[Prompt] Each entry must be copied exactly, without omission.

[Data for this task]
------------------------------------------------------------------------
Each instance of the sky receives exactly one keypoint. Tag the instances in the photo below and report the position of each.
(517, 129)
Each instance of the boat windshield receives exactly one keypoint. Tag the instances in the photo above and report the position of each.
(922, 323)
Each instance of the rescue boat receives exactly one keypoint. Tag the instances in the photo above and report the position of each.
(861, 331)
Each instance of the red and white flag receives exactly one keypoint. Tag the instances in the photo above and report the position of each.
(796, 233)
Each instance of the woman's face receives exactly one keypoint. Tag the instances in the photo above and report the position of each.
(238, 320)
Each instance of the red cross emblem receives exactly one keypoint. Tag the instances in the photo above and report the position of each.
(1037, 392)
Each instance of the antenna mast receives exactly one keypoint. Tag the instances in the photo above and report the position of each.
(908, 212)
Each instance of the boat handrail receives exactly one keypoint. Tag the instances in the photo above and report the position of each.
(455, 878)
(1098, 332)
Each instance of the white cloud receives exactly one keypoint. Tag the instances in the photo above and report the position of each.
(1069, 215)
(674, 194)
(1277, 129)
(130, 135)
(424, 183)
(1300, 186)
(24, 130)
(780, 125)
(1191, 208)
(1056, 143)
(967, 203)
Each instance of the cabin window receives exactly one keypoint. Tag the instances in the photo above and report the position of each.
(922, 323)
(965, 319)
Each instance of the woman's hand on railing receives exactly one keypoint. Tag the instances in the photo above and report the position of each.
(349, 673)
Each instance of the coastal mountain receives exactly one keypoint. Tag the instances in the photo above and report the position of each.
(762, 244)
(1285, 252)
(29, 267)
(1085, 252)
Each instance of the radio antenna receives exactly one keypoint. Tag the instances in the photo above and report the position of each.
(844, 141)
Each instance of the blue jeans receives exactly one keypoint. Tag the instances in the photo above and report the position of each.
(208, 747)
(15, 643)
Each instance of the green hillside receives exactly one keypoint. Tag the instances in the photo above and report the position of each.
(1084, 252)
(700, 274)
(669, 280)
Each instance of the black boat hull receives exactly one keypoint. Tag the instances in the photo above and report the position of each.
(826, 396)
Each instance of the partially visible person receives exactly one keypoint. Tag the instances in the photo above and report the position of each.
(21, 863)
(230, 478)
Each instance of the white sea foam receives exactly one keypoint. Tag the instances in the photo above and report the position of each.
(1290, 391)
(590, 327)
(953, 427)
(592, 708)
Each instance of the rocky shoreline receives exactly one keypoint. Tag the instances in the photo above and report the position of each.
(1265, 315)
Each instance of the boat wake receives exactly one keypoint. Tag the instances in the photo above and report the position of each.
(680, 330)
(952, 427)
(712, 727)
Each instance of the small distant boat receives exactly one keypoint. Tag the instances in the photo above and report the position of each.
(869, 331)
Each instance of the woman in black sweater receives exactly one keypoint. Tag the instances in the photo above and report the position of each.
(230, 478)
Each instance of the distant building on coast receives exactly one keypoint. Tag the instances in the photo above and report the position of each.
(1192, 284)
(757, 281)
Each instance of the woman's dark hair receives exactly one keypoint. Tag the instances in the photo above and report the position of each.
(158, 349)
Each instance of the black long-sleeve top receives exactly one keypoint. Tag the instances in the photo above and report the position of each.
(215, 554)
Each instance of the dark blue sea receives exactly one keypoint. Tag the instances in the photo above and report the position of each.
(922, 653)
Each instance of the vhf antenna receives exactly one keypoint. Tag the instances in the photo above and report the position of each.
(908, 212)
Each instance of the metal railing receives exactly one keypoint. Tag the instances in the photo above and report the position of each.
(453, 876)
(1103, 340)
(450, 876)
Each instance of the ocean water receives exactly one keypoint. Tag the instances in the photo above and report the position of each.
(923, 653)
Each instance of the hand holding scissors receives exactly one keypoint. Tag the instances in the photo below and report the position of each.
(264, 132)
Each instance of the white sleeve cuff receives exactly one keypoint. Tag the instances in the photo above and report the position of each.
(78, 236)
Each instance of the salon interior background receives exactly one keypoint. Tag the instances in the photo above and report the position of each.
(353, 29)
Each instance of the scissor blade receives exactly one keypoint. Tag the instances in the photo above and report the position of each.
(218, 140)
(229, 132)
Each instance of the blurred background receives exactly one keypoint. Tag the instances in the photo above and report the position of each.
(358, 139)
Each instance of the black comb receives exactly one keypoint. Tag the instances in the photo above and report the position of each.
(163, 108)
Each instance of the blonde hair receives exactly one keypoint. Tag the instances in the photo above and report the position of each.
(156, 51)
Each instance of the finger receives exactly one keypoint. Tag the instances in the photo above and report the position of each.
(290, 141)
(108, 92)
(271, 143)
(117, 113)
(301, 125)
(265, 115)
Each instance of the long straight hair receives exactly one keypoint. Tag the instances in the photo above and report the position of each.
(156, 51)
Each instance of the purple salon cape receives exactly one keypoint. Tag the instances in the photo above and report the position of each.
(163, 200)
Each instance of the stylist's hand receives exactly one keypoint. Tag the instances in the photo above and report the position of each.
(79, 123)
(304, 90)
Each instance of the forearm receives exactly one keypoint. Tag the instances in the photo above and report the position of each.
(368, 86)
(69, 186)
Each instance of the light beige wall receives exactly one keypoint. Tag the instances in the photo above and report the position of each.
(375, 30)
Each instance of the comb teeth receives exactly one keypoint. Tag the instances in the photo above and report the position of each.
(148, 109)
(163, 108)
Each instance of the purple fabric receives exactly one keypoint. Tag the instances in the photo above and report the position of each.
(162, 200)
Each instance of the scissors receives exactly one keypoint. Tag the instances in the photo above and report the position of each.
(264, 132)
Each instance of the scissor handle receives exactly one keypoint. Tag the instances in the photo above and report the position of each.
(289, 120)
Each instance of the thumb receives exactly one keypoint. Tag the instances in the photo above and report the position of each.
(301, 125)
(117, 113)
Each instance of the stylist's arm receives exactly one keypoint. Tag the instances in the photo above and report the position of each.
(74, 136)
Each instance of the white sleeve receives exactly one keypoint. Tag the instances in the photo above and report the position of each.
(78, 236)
------------------------------------------------------------------------
[Exercise solution]
Each instance of the sky receives exactly one keypoint. Tag the instances in the photo below and report the position of each.
(517, 129)
Each instance of the boat windshield receives exactly one keypoint. Tag the instances in the photo above and report the position of each.
(922, 323)
Each instance of the rescue boat receives exactly one keypoint. Tag the instances in the photo above and report the position of each.
(861, 331)
Each instance of the red and white flag receives exactly one keypoint. Tag the instances in the photo above and report the position of each.
(796, 233)
Each instance of the woman's face receives exactly one keypoint. Tag the instances in the photo above and report the position of each.
(238, 320)
Each instance of the red cross emblem receives exactly one keypoint. Tag the instances in the photo above and report the position of each.
(1037, 392)
Each instance of the antenna mast receives exactly one keypoint. Tag the instances in the photo above and report the position of each.
(908, 212)
Each instance of the boat handrail receives exactly one keypoint. Tag the instances in the photo above and report the position of each.
(455, 878)
(1098, 332)
Each instance of the white cloud receives exactly one keypoint. Tag the instances in the photo above and report the position of each.
(1069, 215)
(674, 194)
(1277, 129)
(130, 135)
(424, 183)
(1300, 186)
(24, 130)
(780, 125)
(1191, 208)
(1056, 143)
(967, 203)
Each instance of the cabin window receives exactly one keypoint. Tag the instances in the photo above and report the position of each.
(922, 323)
(965, 319)
Each instance of the woman's hand on railing receives exactly one keypoint. Tag the instances in the photo above and report the position of each.
(349, 673)
Each instance of the coastal mountain receives exactly one keypoint. Tag the instances in the photo above and report the position of each.
(762, 244)
(1285, 252)
(29, 267)
(1085, 252)
Each instance of the radio antenna receives exactly one keypoint. Tag the instances in the photo above and report the position of each.
(844, 141)
Each instance of the blue jeans receives exactly one keypoint. Tag the instances in the photo above and report the position of each.
(208, 747)
(15, 643)
Each instance of the green hillside receives exactly one keypoint. Tag the instances in the photo above and report the position of each.
(1084, 252)
(700, 274)
(669, 280)
Each instance of the black boat hull receives exactly one keypoint. Tag the instances in the photo above and report the position of each.
(826, 396)
Each instance of the partially visible person receives exactly one keypoint. Tag the instances in the photo above and report the position of each.
(21, 863)
(230, 478)
Each instance of the white sea foam receives exactly one keypoint. Tag the instances in the photo above and report the position of each.
(1290, 391)
(590, 327)
(953, 427)
(592, 708)
Each instance of the rocky shoreline receives exactly one keypoint. Tag the instances in the photo above and report the position of each.
(1265, 315)
Each instance of the boat wake receives exactly one keypoint. Tag the instances in the photo above and report the position of each.
(680, 330)
(952, 427)
(712, 727)
Each instance of the small distant boat receives exactly one keypoint. Tag the instances in the photo above and report the position of each.
(869, 331)
Each instance of the woman in black sweater receives exactly one keypoint. Tag the instances in the photo above and report the position of each.
(230, 478)
Each instance of the distant building on coast receives exactly one keypoint. Tag the instances in the photo above and report the position of each.
(1192, 284)
(757, 281)
Each instance of the woman's dark hair receives exactly one keypoint. Tag the instances in the photo above and report the position of each.
(158, 349)
Each instance of the black long-sleeve top receives exactly one keypoint. Tag the instances in the photo above and report the position of each.
(215, 554)
Each instance of the dark blue sea receives exactly one keypoint. Tag the instances in the photo above and report the position of each.
(922, 653)
Each instance of the vhf antenna receives exactly one keypoint. Tag the instances in the photo above and report the position of each.
(908, 212)
Each instance of the metal railing receives exactly one keypoint. Tag the instances in the photo above and report the position of each.
(453, 876)
(1103, 340)
(450, 876)
Each instance of the ocean water receives exactly one keypoint. Tag the instances in the photo above and report the position of each.
(923, 653)
Each instance of the hand holding scissors receives exactly one keypoint. Tag the instances in the photo below and report the position of each.
(264, 132)
Each instance of the white sleeve cuff receives exactly one keypoint. Tag the instances in the photo above and report the position of each.
(78, 236)
Each instance of the salon interior background receives exactly one keypoint. Tag the instances in the photo above and report the position of each.
(353, 29)
Each instance of the scissor blade receives exactly one keypoint. Tag the instances in the photo above and report the position of each.
(218, 140)
(229, 132)
Each instance of the blurred background receives exactly one keypoint. Tag the instances in the photo above and report the position of each.
(358, 139)
Each instance of the black comb receives exactly one keypoint. Tag the instances in the photo above and report the position of each.
(163, 108)
Each instance of the blonde hair receives exactly one keypoint. Tag the instances in the photo above and report the position of each.
(156, 51)
Each instance of the finger receives exactly one keypoint. Tag the instances in the photo above and report the position of each.
(290, 141)
(108, 92)
(271, 143)
(117, 113)
(301, 125)
(265, 115)
Each instance of the long straight hair receives exactly one keypoint. Tag the instances in the photo above and report the position of each.
(156, 51)
Each instance of the purple salon cape receives exactly one keypoint. Tag the instances in the photo above and report the position of each.
(163, 200)
Each instance of the stylist's hand receives exactly one keypoint. Tag the instances in the photo above and report the position of each.
(79, 123)
(304, 90)
Each instance of the forearm receives exactly one keypoint. Tag the instances in the photo above and report the position of each.
(368, 86)
(69, 186)
Each instance of the light beige wall receives exactly one keypoint. Tag the instances in the photo above and report the position of each.
(375, 30)
Each instance of the comb teeth receives exactly one keypoint. Tag the instances in the photo above and report the position of each.
(148, 109)
(163, 108)
Each instance of the purple fabric receives exactly one keypoint. Tag the instances in the photo above and report the position of each.
(162, 200)
Each instance of the scissors receives exactly one keypoint. Tag the instances in the photo above and report the position of each.
(264, 132)
Each instance of the scissor handle receives exactly one keypoint. Tag the instances in the photo above and report the position of each.
(289, 120)
Each instance of the thumb receives exactly one keypoint. Tag the instances in the photo above and report the position of each.
(301, 125)
(117, 113)
Each instance of the stylist's arm receives exactly one keypoint. Tag the instances in the photo above and report the position of each.
(74, 136)
Each instance of the white sleeve receives exactly one keypoint. Tag the instances in the photo above and report the position of each.
(78, 236)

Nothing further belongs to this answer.